The output should consist solely of the line containing "Objective — one point per instance of the old" and the lines that follow it through the end of the data below.
>>>>>
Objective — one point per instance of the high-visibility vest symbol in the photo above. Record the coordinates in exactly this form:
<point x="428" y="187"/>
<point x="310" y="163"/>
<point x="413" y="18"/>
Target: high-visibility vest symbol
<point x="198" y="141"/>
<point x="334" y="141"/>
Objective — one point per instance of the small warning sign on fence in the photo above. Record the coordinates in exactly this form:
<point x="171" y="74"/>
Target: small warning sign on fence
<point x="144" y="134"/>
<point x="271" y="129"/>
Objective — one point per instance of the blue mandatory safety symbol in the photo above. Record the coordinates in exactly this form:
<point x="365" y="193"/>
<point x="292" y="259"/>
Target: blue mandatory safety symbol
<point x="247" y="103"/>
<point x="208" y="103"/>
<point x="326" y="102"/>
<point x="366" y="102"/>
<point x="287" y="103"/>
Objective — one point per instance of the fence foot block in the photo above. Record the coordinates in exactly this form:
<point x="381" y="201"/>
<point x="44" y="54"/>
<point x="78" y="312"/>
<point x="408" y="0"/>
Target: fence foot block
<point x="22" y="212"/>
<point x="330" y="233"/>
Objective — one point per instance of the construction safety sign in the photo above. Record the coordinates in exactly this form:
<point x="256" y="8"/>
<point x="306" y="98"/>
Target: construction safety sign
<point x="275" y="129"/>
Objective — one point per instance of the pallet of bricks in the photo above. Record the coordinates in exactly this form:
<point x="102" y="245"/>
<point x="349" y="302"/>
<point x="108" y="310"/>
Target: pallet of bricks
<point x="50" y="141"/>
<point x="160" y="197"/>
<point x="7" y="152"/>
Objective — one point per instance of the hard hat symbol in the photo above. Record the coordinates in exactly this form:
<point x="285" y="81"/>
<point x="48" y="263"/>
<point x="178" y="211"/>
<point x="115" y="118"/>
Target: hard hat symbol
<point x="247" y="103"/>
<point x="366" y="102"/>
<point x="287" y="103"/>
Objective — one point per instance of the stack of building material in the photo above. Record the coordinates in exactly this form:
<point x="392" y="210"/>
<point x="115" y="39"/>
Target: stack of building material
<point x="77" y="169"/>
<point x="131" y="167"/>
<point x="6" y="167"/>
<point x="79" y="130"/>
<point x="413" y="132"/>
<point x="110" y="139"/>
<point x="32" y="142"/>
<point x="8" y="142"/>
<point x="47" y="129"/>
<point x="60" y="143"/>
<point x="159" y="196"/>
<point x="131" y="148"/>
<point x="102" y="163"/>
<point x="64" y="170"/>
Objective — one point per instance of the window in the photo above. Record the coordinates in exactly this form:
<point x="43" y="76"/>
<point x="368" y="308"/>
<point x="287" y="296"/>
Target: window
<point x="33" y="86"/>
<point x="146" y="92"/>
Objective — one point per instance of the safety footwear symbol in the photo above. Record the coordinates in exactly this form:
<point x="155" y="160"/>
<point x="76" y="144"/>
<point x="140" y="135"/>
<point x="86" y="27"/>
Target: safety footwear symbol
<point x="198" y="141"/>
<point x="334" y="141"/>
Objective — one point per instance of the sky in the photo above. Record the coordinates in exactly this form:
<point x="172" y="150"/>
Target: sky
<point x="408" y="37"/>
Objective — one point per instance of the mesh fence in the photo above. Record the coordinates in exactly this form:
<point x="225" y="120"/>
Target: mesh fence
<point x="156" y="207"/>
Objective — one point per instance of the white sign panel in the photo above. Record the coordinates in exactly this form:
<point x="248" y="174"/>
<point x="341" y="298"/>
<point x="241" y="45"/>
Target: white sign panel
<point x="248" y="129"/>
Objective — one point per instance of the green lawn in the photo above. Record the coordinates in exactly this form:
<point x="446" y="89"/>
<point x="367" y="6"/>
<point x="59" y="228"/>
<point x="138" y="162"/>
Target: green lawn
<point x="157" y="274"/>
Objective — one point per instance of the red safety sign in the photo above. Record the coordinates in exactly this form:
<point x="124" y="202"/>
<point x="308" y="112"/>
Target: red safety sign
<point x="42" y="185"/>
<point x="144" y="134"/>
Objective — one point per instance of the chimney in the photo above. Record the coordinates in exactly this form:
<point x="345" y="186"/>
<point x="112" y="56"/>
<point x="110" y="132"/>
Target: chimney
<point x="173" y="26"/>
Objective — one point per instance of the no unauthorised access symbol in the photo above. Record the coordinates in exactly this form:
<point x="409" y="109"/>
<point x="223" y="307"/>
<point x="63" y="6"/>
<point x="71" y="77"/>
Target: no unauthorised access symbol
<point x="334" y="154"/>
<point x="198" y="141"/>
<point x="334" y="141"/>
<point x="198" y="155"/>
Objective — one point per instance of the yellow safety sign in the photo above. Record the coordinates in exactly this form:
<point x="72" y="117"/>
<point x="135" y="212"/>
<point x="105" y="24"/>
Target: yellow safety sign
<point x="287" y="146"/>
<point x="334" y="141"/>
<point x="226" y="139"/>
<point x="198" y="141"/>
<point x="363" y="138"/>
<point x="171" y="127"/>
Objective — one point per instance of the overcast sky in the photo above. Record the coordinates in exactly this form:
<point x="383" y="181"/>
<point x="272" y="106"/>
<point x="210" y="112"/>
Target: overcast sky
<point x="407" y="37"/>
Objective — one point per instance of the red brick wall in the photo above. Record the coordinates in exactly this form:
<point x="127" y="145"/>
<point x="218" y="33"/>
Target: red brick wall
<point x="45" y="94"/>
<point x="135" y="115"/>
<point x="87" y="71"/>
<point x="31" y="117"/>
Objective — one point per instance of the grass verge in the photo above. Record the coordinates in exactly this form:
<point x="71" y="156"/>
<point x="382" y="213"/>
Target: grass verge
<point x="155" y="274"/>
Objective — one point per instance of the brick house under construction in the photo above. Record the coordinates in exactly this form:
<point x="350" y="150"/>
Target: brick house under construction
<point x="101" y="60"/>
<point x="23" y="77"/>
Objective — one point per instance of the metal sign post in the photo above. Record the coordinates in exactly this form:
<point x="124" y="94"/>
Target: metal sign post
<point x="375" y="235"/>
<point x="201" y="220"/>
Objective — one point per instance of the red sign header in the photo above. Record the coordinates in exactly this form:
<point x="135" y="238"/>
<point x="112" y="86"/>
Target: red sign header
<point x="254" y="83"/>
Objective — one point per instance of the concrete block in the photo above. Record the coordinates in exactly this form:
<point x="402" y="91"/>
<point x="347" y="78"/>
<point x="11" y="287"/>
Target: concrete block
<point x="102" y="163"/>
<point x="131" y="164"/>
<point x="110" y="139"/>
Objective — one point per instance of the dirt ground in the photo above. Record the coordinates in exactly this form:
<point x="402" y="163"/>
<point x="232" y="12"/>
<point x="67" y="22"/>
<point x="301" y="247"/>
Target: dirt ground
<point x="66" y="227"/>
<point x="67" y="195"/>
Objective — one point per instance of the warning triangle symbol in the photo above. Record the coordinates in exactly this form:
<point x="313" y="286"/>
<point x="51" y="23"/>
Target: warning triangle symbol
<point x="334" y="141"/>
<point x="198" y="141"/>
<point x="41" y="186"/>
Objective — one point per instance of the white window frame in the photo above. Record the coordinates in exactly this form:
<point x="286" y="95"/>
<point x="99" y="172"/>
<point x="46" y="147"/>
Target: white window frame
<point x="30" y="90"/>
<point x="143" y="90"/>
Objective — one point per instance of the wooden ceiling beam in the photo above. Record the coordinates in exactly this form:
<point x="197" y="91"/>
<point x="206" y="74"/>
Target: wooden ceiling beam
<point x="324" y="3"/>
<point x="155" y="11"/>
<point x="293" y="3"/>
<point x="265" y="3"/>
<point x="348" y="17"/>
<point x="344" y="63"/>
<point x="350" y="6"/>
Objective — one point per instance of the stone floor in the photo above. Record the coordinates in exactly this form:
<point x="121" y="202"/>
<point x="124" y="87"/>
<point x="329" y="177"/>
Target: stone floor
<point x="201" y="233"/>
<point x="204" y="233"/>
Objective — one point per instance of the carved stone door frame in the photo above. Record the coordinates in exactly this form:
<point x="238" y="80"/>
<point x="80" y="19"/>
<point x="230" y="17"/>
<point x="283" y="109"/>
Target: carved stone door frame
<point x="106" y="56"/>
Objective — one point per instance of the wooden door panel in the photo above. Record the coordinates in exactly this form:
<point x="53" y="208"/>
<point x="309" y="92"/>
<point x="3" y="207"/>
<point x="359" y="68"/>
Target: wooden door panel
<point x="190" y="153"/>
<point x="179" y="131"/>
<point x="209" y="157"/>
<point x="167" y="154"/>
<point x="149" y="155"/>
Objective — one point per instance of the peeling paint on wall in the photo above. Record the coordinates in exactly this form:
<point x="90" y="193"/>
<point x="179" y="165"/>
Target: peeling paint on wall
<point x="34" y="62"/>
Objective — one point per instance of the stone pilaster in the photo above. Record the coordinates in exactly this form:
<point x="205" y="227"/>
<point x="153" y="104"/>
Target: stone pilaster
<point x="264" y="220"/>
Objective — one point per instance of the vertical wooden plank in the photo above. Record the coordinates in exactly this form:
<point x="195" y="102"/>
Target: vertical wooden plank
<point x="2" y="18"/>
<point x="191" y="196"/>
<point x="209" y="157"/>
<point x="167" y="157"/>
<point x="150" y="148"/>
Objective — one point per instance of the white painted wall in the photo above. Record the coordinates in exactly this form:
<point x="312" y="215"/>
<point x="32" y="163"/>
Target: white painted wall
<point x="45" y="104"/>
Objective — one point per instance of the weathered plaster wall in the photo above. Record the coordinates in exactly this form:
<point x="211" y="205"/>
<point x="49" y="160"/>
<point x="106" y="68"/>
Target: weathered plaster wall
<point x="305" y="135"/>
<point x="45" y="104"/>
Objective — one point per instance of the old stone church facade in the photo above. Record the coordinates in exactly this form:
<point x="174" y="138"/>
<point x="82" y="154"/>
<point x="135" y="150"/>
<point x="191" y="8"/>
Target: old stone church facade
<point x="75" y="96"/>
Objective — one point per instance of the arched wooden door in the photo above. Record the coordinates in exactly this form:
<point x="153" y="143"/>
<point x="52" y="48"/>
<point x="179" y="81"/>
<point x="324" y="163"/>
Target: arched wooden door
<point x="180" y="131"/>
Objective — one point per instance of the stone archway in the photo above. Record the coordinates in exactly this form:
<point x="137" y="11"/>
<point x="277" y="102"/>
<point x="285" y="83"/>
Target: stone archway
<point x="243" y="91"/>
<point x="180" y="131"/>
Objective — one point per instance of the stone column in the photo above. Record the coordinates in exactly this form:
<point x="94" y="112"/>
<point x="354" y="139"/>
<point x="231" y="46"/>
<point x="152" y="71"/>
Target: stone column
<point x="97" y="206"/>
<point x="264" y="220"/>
<<<<<
ANSWER:
Objective — one point per instance of the old stone church facade in the photo above. Record the coordinates in exactly this form:
<point x="174" y="138"/>
<point x="82" y="154"/>
<point x="135" y="150"/>
<point x="191" y="8"/>
Target: old stone church facade
<point x="75" y="96"/>
Objective — one point per instance of the arched wooden door in the photo above. Record the coordinates in exactly this form:
<point x="153" y="143"/>
<point x="52" y="48"/>
<point x="179" y="81"/>
<point x="324" y="163"/>
Target: arched wooden door
<point x="180" y="131"/>
Objective — one point per instance of the stone archway in the photo above. Record the coordinates in exactly this form:
<point x="137" y="11"/>
<point x="277" y="102"/>
<point x="285" y="83"/>
Target: stone archway
<point x="243" y="91"/>
<point x="180" y="131"/>
Objective — one point per instance of the stone column in the photo above. Record the coordinates in exactly this form:
<point x="94" y="112"/>
<point x="354" y="139"/>
<point x="231" y="46"/>
<point x="152" y="71"/>
Target: stone column
<point x="97" y="206"/>
<point x="264" y="220"/>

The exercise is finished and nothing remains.